Part of a data file:
•••
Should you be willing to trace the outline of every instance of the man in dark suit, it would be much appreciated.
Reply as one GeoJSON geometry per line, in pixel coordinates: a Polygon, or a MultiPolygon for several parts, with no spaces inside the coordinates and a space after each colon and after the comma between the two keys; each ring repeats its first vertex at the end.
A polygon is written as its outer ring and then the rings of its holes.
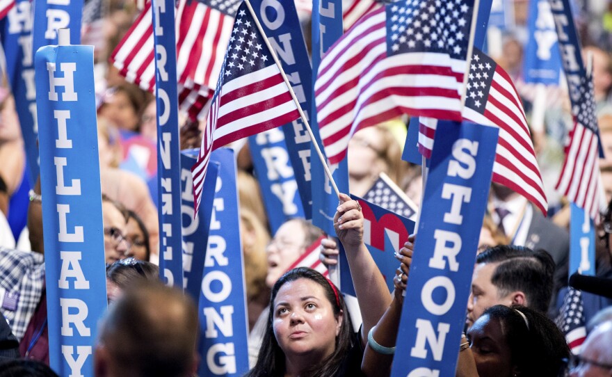
{"type": "Polygon", "coordinates": [[[497,184],[493,184],[491,188],[491,217],[510,243],[531,250],[543,249],[555,262],[553,300],[549,310],[549,315],[554,318],[555,298],[559,289],[567,285],[570,235],[511,189],[497,184]]]}

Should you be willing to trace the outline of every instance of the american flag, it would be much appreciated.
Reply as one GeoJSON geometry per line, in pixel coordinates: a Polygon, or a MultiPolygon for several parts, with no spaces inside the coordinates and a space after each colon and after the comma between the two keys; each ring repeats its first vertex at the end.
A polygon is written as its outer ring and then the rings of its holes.
{"type": "MultiPolygon", "coordinates": [[[[346,31],[368,12],[381,6],[382,0],[342,0],[342,28],[346,31]]],[[[387,1],[388,2],[388,1],[387,1]]],[[[312,0],[295,0],[298,14],[312,13],[312,0]]]]}
{"type": "Polygon", "coordinates": [[[191,168],[196,212],[213,150],[300,117],[264,38],[243,3],[219,74],[198,161],[191,168]]]}
{"type": "Polygon", "coordinates": [[[565,335],[570,349],[574,355],[580,353],[580,348],[586,338],[586,326],[582,303],[582,293],[570,287],[563,298],[563,305],[556,319],[557,326],[565,335]]]}
{"type": "Polygon", "coordinates": [[[416,204],[384,173],[380,173],[364,199],[410,220],[414,220],[412,216],[417,214],[416,204]]]}
{"type": "Polygon", "coordinates": [[[321,262],[319,256],[321,255],[321,241],[325,238],[321,236],[312,243],[312,245],[308,246],[304,254],[300,256],[298,259],[293,263],[287,271],[292,270],[296,267],[309,267],[313,270],[316,270],[325,277],[329,275],[328,268],[321,262]]]}
{"type": "Polygon", "coordinates": [[[579,99],[572,109],[574,129],[570,133],[556,189],[597,220],[599,210],[606,207],[606,199],[602,195],[599,181],[599,136],[593,76],[582,77],[579,88],[579,99]]]}
{"type": "MultiPolygon", "coordinates": [[[[192,119],[202,118],[216,86],[223,49],[232,33],[240,0],[179,0],[177,20],[179,106],[192,119]]],[[[155,63],[151,2],[148,1],[111,61],[126,79],[154,93],[155,63]]]]}
{"type": "Polygon", "coordinates": [[[8,11],[15,6],[15,0],[0,0],[0,19],[2,19],[8,11]]]}
{"type": "MultiPolygon", "coordinates": [[[[467,90],[463,118],[499,127],[492,181],[522,195],[546,214],[544,185],[520,98],[508,74],[475,47],[467,90]]],[[[435,122],[426,125],[421,120],[419,126],[419,133],[433,138],[435,122]]]]}
{"type": "Polygon", "coordinates": [[[403,113],[458,120],[471,1],[412,0],[360,19],[322,59],[317,118],[331,163],[358,129],[403,113]]]}

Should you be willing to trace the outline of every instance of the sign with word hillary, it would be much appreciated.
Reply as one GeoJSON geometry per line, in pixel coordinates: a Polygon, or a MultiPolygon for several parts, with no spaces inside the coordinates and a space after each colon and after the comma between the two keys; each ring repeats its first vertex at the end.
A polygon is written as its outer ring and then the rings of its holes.
{"type": "Polygon", "coordinates": [[[71,43],[81,43],[83,0],[41,0],[35,6],[32,33],[35,54],[42,46],[57,44],[57,31],[61,29],[70,30],[71,43]]]}
{"type": "Polygon", "coordinates": [[[455,375],[498,131],[438,122],[392,376],[455,375]]]}
{"type": "Polygon", "coordinates": [[[33,3],[30,0],[17,1],[3,20],[1,30],[2,47],[6,59],[6,74],[8,83],[15,97],[15,106],[24,147],[28,160],[30,182],[35,182],[38,177],[38,148],[36,139],[38,127],[36,124],[36,85],[34,82],[34,59],[32,49],[32,26],[33,3]]]}
{"type": "Polygon", "coordinates": [[[106,308],[92,46],[35,56],[49,353],[60,376],[92,376],[106,308]]]}
{"type": "Polygon", "coordinates": [[[196,302],[202,289],[202,274],[204,258],[208,244],[215,186],[219,173],[219,164],[209,164],[204,186],[202,201],[198,214],[193,216],[193,180],[189,168],[195,163],[199,150],[187,150],[181,152],[181,214],[183,236],[183,289],[196,302]]]}
{"type": "Polygon", "coordinates": [[[284,134],[273,128],[249,136],[249,150],[272,234],[287,220],[304,216],[298,182],[285,144],[284,134]]]}
{"type": "Polygon", "coordinates": [[[219,164],[200,296],[199,376],[242,376],[248,371],[246,303],[236,160],[219,148],[219,164]]]}
{"type": "Polygon", "coordinates": [[[527,83],[558,85],[561,58],[557,46],[557,32],[548,0],[529,3],[530,38],[525,47],[524,79],[527,83]]]}
{"type": "MultiPolygon", "coordinates": [[[[280,61],[291,88],[300,102],[302,111],[307,118],[309,118],[308,113],[312,99],[312,70],[294,2],[252,0],[250,3],[268,40],[280,61]]],[[[302,118],[282,126],[282,131],[284,133],[295,181],[298,184],[298,199],[302,201],[304,216],[309,219],[312,218],[312,207],[310,136],[302,118]]],[[[283,195],[288,196],[289,193],[283,191],[283,195]]]]}
{"type": "Polygon", "coordinates": [[[570,202],[570,273],[595,274],[595,230],[588,213],[570,202]]]}
{"type": "MultiPolygon", "coordinates": [[[[325,52],[344,33],[342,1],[341,0],[314,0],[312,1],[312,83],[316,79],[319,65],[325,52]]],[[[313,92],[314,93],[314,90],[313,92]]],[[[316,122],[316,104],[311,104],[309,122],[316,143],[323,146],[316,122]]],[[[322,148],[321,148],[322,149],[322,148]]],[[[338,207],[338,197],[334,192],[323,164],[316,156],[314,147],[310,147],[311,187],[312,188],[312,223],[328,234],[335,234],[334,215],[338,207]]],[[[325,155],[325,151],[321,150],[325,155]]],[[[330,165],[330,170],[341,193],[348,192],[348,159],[330,165]]]]}
{"type": "Polygon", "coordinates": [[[152,0],[157,103],[157,175],[159,276],[182,287],[181,150],[174,0],[152,0]]]}

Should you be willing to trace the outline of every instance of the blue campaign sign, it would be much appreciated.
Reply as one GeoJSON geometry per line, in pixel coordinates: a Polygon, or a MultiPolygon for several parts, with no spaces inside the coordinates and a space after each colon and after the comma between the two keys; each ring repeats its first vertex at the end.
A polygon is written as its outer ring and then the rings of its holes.
{"type": "Polygon", "coordinates": [[[106,308],[93,47],[47,46],[35,57],[51,368],[92,376],[106,308]]]}
{"type": "Polygon", "coordinates": [[[487,26],[491,14],[493,0],[481,0],[478,3],[478,18],[474,33],[474,45],[479,49],[485,45],[487,36],[487,26]]]}
{"type": "MultiPolygon", "coordinates": [[[[395,270],[399,266],[399,262],[395,259],[393,253],[399,251],[408,240],[408,236],[414,232],[414,222],[354,195],[351,195],[351,198],[359,201],[361,204],[364,215],[364,243],[385,276],[390,292],[394,289],[395,270]]],[[[340,245],[341,246],[341,243],[340,245]]],[[[340,255],[340,287],[342,292],[356,296],[348,261],[344,250],[340,255]]]]}
{"type": "Polygon", "coordinates": [[[242,376],[248,371],[236,161],[231,150],[213,152],[219,164],[200,296],[199,376],[242,376]]]}
{"type": "MultiPolygon", "coordinates": [[[[312,70],[295,3],[280,0],[252,0],[250,3],[280,61],[302,111],[309,118],[312,99],[312,70]]],[[[282,131],[295,172],[304,216],[309,219],[312,207],[310,136],[301,118],[282,126],[282,131]]]]}
{"type": "Polygon", "coordinates": [[[531,1],[529,15],[529,39],[523,61],[525,82],[558,85],[561,58],[548,0],[531,1]]]}
{"type": "Polygon", "coordinates": [[[159,276],[183,287],[181,240],[181,150],[174,0],[153,0],[155,95],[157,100],[157,176],[159,276]]]}
{"type": "Polygon", "coordinates": [[[392,375],[454,376],[497,127],[439,122],[392,375]]]}
{"type": "Polygon", "coordinates": [[[36,125],[36,85],[34,82],[34,59],[32,49],[33,3],[20,0],[8,11],[0,27],[2,47],[6,59],[6,74],[15,97],[15,106],[28,160],[30,182],[38,177],[38,127],[36,125]]]}
{"type": "Polygon", "coordinates": [[[202,200],[198,215],[194,217],[193,179],[189,166],[195,163],[199,150],[188,150],[181,152],[181,214],[183,236],[183,289],[196,302],[202,289],[202,274],[204,273],[204,258],[208,244],[211,214],[215,197],[215,186],[219,172],[219,164],[209,163],[202,200]]]}
{"type": "Polygon", "coordinates": [[[570,203],[570,273],[595,274],[595,230],[584,209],[570,203]]]}
{"type": "Polygon", "coordinates": [[[39,0],[35,5],[33,51],[47,45],[57,45],[57,31],[61,29],[70,29],[70,43],[81,43],[83,0],[39,0]]]}
{"type": "Polygon", "coordinates": [[[273,234],[289,218],[304,217],[298,182],[284,141],[284,134],[277,128],[248,138],[273,234]]]}
{"type": "MultiPolygon", "coordinates": [[[[342,36],[341,0],[314,0],[312,1],[312,84],[323,55],[342,36]]],[[[312,93],[314,93],[312,90],[312,93]]],[[[315,143],[323,145],[316,122],[316,105],[311,104],[310,127],[315,143]]],[[[321,147],[321,152],[325,151],[321,147]]],[[[329,234],[335,234],[334,215],[338,207],[338,197],[325,175],[323,164],[316,156],[314,147],[310,147],[311,187],[312,189],[312,223],[329,234]]],[[[347,159],[330,166],[330,170],[341,193],[348,192],[348,165],[347,159]]]]}

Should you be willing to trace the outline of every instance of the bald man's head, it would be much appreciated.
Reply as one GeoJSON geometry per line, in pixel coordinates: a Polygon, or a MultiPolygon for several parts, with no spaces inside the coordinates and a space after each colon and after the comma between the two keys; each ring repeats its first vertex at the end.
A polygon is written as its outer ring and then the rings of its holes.
{"type": "Polygon", "coordinates": [[[96,348],[96,376],[191,376],[198,332],[198,311],[188,296],[161,282],[138,284],[109,307],[96,348]]]}

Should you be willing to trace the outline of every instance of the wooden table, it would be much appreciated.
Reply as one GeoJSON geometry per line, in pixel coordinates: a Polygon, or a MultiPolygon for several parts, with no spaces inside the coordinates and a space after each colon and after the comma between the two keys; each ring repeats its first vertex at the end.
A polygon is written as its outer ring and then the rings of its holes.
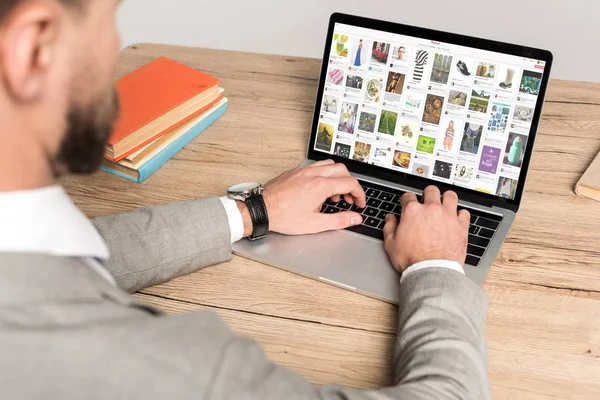
{"type": "MultiPolygon", "coordinates": [[[[119,76],[161,55],[221,78],[230,108],[144,184],[66,179],[90,217],[222,195],[304,158],[319,60],[141,44],[119,76]]],[[[600,203],[572,190],[599,150],[600,84],[552,81],[521,211],[484,285],[495,399],[600,398],[600,203]]],[[[384,302],[239,257],[138,296],[213,309],[314,383],[391,382],[397,307],[384,302]]]]}

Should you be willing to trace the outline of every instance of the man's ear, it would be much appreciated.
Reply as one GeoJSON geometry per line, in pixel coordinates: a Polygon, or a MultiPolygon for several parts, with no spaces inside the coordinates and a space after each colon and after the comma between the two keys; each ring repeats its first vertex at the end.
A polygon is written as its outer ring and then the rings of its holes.
{"type": "Polygon", "coordinates": [[[26,2],[6,17],[0,32],[0,73],[16,101],[39,98],[46,85],[58,33],[56,6],[26,2]]]}

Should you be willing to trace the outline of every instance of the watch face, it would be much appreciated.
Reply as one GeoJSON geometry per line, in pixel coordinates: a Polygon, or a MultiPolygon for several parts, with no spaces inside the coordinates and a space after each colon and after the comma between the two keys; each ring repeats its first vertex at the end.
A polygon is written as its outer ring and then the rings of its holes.
{"type": "Polygon", "coordinates": [[[243,200],[246,197],[249,197],[254,194],[254,192],[261,188],[260,183],[256,182],[248,182],[248,183],[240,183],[239,185],[235,185],[227,190],[230,197],[236,200],[243,200]]]}

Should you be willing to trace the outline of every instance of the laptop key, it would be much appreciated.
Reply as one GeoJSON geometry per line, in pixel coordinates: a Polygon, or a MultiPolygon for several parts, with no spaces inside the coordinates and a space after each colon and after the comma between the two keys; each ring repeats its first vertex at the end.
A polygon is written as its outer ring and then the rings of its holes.
{"type": "Polygon", "coordinates": [[[379,209],[380,210],[385,210],[385,211],[392,212],[392,211],[394,211],[394,204],[393,203],[388,203],[387,201],[384,201],[379,206],[379,209]]]}
{"type": "Polygon", "coordinates": [[[379,219],[385,219],[385,217],[387,217],[388,214],[390,214],[389,211],[381,210],[381,211],[379,211],[379,214],[377,215],[377,218],[379,218],[379,219]]]}
{"type": "Polygon", "coordinates": [[[365,217],[376,217],[379,214],[379,210],[373,207],[367,207],[362,213],[365,217]]]}
{"type": "Polygon", "coordinates": [[[483,247],[473,246],[472,244],[467,246],[467,254],[481,257],[483,253],[485,253],[485,249],[483,247]]]}
{"type": "Polygon", "coordinates": [[[338,203],[338,205],[337,205],[337,206],[338,206],[339,208],[342,208],[342,209],[344,209],[344,210],[349,210],[349,209],[350,209],[350,207],[352,207],[352,205],[351,205],[351,204],[348,204],[348,203],[346,203],[346,200],[341,200],[341,201],[338,203]]]}
{"type": "Polygon", "coordinates": [[[350,211],[354,211],[354,212],[357,212],[359,214],[362,214],[363,211],[365,211],[365,209],[364,208],[360,208],[356,204],[353,204],[352,207],[350,207],[350,211]]]}
{"type": "Polygon", "coordinates": [[[370,207],[379,207],[380,204],[381,200],[377,200],[374,198],[370,198],[369,200],[367,200],[367,205],[370,207]]]}
{"type": "Polygon", "coordinates": [[[471,225],[469,227],[469,233],[471,235],[477,235],[479,233],[479,231],[481,230],[481,228],[479,226],[475,226],[475,225],[471,225]]]}
{"type": "Polygon", "coordinates": [[[391,193],[382,192],[379,195],[379,200],[383,200],[383,201],[392,201],[393,198],[394,198],[394,195],[391,193]]]}
{"type": "Polygon", "coordinates": [[[479,236],[469,235],[469,244],[474,244],[476,246],[481,247],[488,247],[488,245],[490,244],[490,240],[479,236]]]}
{"type": "Polygon", "coordinates": [[[363,221],[363,224],[367,225],[367,226],[371,226],[373,228],[377,228],[377,227],[379,227],[379,222],[381,222],[380,219],[377,219],[375,217],[367,217],[367,219],[365,219],[363,221]]]}
{"type": "Polygon", "coordinates": [[[491,219],[479,217],[479,219],[477,220],[477,225],[482,226],[484,228],[497,229],[500,223],[498,221],[492,221],[491,219]]]}
{"type": "Polygon", "coordinates": [[[379,190],[375,190],[375,189],[369,189],[365,192],[367,197],[374,197],[374,198],[377,198],[380,193],[381,192],[379,190]]]}
{"type": "Polygon", "coordinates": [[[467,261],[466,261],[466,263],[469,264],[469,265],[477,267],[479,265],[480,261],[481,261],[481,258],[479,258],[479,257],[467,255],[467,261]]]}
{"type": "Polygon", "coordinates": [[[495,232],[491,229],[481,228],[481,230],[479,231],[479,236],[483,236],[488,239],[491,239],[494,236],[494,233],[495,232]]]}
•••
Return each line in the rows above that contains the word "would". Case counts.

Should you be willing to trace the outline of every instance of the man in dark suit, it would be much appreciated.
Should you be willing to trace the outline of every instance of the american flag, it would be much appreciated.
Should you be willing to trace the outline of every instance of the sign with word hillary, it would be much appreciated.
Should you be willing to trace the outline of every instance of the blue campaign sign, it would be much appreciated.
Should you be willing to trace the outline of every instance of the bald man's head, it would be much appreciated.
Should you be willing to trace the outline of every instance of the wooden table, it would be much appreciated.
Should you be willing to trace the outline of every instance of the man's ear, it would be much appreciated.
Should you be willing to trace the outline of every instance of the watch face, it would be much appreciated.
Should you be willing to trace the outline of every instance of the laptop key, it would be much appreciated.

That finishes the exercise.